- [WHAT YOU HAVE TO DO]
Answer these questions using the reading text on 19th-century American politics, one answer per line, numbered to match.
1. For how many days would the polling place stay open?
2. What were the two major parties of the antebellum period?
3. In what year was the transatlantic telegraph cable successfully relaid?

A wonderful picture of American politics in action comes from George Caleb Bingham’s “The County Election.” You see a great many people, all of whom are male. The polling place would stay open for two or three days, to allow the farmers time to come in from their scattered farms to the county seat. Both the strengths and the weaknesses of politics area on display. Some of the men are discussing politics earnestly, but some are just getting drunk. The social democracy that is encouraged by political democracy is on display; the candidate tips his top hat to a humble farmer in shirtsleeves to ingratiate himself with the voters. There’s a man near the top center who is taking the oath from the clerk, swearing that he really is the name he has just given. He will then give his vote orally—they didn’t have secret ballots in those days, even in places where they used ballots, the ballots were printed by the parties, which made sure that there ballot was a different color from the other ballots so you could easily see which one was being put into the ballot box. That way, if you had paid someone for his vote, you knew you were getting your money’s worth. The little boys in the foreground are playing a game, and the artist is thus subtly hinting that the grown men are also playing a game of their own, the game of politics.

With the expansion of the printed media, the battle to influence public opinion became ever more fervent. The new media of communication brought the rival party programs to the attention of the electorate remarkably effectively. In fact, a higher percentage of the legally qualified voters went to the polls in the 19th century than go to the polls today (of course, a smaller percentage of the population was legally qualified to vote). But the two major parties of the antebellum period, the Democrats and the Whigs, commanded fierce loyalty from their parties, possibly in part because there weren’t yet any professional sports teams to capture the imagination and loyalty of the public. Almost all Americans of this period expected and wanted their country to change and grow; some of them thought of this principally in terms of geographical expansion across the continent, others however thought of it in terms of enriching the quality of American life, through industrialization, through increased educational opportunities, or even in improving the treatment of women or racial minorities. These rival visions of the future dominated the political debates of that era.

At the time of the invention of the telegraph, the Democratic Party of Andrew Jackson was the party of territorial expansion, what it called realizing America’s manifest destiny—its plain, obvious destiny, what people today call imperialism. The Whig Party was the party of economic development. Its leaders included John Quincy Adams, Henry Clay, and the future president Abraham Lincoln. The Whigs advocated a national bank to provide a stable uniform currency, a protective tariff to encourage industrialization, subsidies to transportation projects and state supported public school systems. The Whigs called their program the American system, to emphasize that it was intended to make the nation strong and economically independent.

Communications and Religion
The text of Morse’s demonstration message, “What Hath God Wrought,” came from the Bible, Numbers 23:23. “It shall be said of Jacob and of Israel, What hath God wrought!” (King James) Annie Ellsworth, Prof. Morse’s girlfriend, had suggested the version to him as appropriate for the occasion. The quotation proved the perfect choice, capturing the inventor’s own passionate Christian faith and his conception of himself as an instrument of providence. Morse’s invocation of the Bible typified that recurrent importance of religion that has often characterized American history. When the transatlantic telegraph cable was first laid in 1858, Queen Victoria and President Buchanan exchanged the first message that it carried, also with a biblical quotation. “Europe and America are united by telegraph. Glory to God in the highest, and on earth, peace, goodwill toward men.” That message typified the excitement in technological progress characteristic of the 19th century, but it was overly optimistic. The new cable soon malfunctioned, and then the American Civil War intervened, and so the transatlantic cable was not successfully relaid until 1866.

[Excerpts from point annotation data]
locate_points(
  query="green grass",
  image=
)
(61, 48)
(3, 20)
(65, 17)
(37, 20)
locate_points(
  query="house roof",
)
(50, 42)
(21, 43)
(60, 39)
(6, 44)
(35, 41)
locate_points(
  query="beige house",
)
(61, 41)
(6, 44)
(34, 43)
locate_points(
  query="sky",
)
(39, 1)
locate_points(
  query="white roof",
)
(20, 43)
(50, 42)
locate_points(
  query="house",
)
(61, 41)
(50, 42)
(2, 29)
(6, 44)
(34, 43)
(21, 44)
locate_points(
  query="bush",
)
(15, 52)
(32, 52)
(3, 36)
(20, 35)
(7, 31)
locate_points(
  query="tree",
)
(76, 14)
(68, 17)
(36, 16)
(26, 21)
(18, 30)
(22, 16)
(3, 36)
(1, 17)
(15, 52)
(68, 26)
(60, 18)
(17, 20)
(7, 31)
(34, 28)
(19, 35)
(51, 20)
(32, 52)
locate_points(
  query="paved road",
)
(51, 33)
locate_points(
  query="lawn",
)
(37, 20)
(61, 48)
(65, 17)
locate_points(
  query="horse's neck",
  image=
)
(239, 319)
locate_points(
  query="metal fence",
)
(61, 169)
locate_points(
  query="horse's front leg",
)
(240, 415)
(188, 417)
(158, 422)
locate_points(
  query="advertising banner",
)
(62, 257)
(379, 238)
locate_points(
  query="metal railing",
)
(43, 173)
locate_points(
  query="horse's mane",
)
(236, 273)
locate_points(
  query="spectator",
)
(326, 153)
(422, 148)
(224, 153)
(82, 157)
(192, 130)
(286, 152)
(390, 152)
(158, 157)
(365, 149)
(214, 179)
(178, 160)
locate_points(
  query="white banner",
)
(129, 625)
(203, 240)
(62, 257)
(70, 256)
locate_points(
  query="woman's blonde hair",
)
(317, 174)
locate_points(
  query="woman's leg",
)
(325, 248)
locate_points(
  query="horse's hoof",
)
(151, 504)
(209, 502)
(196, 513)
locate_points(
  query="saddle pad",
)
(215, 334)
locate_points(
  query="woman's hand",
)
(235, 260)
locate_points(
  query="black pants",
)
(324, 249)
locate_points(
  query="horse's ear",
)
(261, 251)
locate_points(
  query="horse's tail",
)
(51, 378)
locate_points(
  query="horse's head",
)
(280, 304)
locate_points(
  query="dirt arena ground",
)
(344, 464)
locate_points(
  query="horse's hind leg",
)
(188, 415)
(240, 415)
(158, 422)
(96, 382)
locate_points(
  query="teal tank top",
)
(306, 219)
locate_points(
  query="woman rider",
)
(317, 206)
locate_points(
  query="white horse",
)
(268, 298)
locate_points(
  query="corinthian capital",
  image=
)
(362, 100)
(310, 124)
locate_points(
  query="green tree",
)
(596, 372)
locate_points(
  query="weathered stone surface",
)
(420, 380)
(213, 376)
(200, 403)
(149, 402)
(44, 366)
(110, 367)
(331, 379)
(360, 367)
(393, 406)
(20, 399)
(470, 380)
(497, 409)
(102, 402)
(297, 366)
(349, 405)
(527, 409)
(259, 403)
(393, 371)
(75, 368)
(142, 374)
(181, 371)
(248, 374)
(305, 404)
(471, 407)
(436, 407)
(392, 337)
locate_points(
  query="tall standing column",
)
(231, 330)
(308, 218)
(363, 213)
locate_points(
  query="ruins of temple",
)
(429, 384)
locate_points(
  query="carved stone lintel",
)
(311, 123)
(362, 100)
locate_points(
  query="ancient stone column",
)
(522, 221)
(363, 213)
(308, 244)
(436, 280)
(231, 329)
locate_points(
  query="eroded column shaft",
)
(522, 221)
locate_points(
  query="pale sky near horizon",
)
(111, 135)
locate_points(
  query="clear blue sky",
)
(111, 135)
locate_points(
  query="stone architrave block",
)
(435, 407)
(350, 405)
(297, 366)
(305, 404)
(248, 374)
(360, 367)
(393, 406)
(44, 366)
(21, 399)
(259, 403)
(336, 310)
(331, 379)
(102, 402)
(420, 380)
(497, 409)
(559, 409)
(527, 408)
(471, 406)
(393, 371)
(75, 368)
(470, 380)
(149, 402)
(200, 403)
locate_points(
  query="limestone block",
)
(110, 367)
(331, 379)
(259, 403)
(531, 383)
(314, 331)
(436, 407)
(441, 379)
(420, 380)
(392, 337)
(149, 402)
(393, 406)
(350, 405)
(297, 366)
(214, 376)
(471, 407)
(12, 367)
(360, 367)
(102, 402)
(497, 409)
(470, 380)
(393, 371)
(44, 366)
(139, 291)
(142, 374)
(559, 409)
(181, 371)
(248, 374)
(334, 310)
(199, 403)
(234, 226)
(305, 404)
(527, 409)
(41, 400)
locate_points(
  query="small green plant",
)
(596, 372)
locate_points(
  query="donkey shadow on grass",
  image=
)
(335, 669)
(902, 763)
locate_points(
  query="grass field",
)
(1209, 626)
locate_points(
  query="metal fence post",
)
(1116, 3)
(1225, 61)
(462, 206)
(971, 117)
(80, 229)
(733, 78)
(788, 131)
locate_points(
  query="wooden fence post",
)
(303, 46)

- [TASK ANSWER]
1. Two or three days
2. The Democrats and the Whigs
3. 1866